[Excerpts from a point labeling dataset]
• • •

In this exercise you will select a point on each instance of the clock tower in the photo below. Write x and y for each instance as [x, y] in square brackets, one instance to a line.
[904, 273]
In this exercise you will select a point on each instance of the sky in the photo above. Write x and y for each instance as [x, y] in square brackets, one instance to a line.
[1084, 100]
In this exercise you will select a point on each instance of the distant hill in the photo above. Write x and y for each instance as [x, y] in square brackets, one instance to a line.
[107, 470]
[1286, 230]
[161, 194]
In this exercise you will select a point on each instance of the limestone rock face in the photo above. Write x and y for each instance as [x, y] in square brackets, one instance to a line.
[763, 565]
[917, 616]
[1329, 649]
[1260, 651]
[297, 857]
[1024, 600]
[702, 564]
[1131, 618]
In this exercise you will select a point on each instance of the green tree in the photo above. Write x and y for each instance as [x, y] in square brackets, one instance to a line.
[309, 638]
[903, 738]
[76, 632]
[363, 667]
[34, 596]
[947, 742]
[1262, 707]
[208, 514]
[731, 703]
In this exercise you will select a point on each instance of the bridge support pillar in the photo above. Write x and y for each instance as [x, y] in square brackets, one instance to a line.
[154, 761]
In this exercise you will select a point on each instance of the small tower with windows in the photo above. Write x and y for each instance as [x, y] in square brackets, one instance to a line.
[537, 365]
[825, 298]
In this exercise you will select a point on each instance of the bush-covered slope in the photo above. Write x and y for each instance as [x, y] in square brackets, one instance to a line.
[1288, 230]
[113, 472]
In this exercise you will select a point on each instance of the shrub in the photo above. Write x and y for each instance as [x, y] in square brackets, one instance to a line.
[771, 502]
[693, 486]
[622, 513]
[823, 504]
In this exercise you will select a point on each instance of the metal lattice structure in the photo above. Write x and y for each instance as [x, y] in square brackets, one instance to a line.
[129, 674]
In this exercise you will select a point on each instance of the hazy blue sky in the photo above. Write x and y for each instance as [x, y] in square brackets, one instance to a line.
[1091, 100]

• • •

- _Challenge_
Convert the records above into a two-column CSV with the headers instruction and points, one row per record. Put each record's text and its answer in their own quoted fields, replacing line breaks with spaces.

- _Exercise answer_
instruction,points
"In this exercise you will select a point on each instance of the clock tower in the photo below. Write x and y for each instance as [x, y] in square brackets, one instance to a line.","[904, 273]"
"In this exercise you will select a point on each instance of the sky in the photo above. Write x and y for each instance as [x, y] in square brackets, one instance to a line.","[1084, 100]"
"In this exercise you will select a point on each instance of the distant hill in the photo above. Write x and y for each instance as [x, y] in square brackets, one instance to a line.","[107, 470] [1286, 230] [161, 194]"
"In this exercise you will select a point on each instance of the limestone rock face in the photo above. Write x and y for each instance as [x, y] in square brackets, one instance to a line.","[763, 565] [917, 616] [1329, 649] [1260, 651] [297, 857] [1024, 600] [702, 564] [1131, 618]"
"In this exercise you will select a point on each instance of the green tree in the photo above. Write x and y for each instance as [x, y] in square brackets, one instance to a line.","[309, 638] [903, 738] [76, 632] [363, 667] [34, 596] [947, 742] [1262, 707] [208, 514] [731, 703]"
"In this exercise you will select a point on each instance of the bridge support pillar in the photo above. Write x and y for each instance as [x, y] in square brackets, one instance to a line.","[154, 761]"
"In this exercise you will select a point on each instance of the small tower with windows in the photo above. Write x and y for each instance as [x, y] in square brackets, one instance to a line.","[537, 365] [825, 298]"
"In this exercise you will select a point on each instance of the bush-covered slope in the photo above. Write x and y for each instance as [x, y] in square brackets, one instance to a line.","[1288, 230] [113, 472]"
"In this exercise you will select a point on each instance of the shrub in the photo above. Write x and y for each instance as [x, y] in square brackets, one instance to a line.","[771, 502] [693, 486] [622, 513] [823, 504]"
"In this exercise you will select a point on each instance of the metal lattice structure in the photo above. Write x and y for each instance as [x, y] in square brackets, one instance to a line.","[129, 674]"
"In this exercise you will select a point on each instance of the hazy blue sky in the photo above. Write x and y for each instance as [x, y] in square brackets, one instance to a line.","[1091, 100]"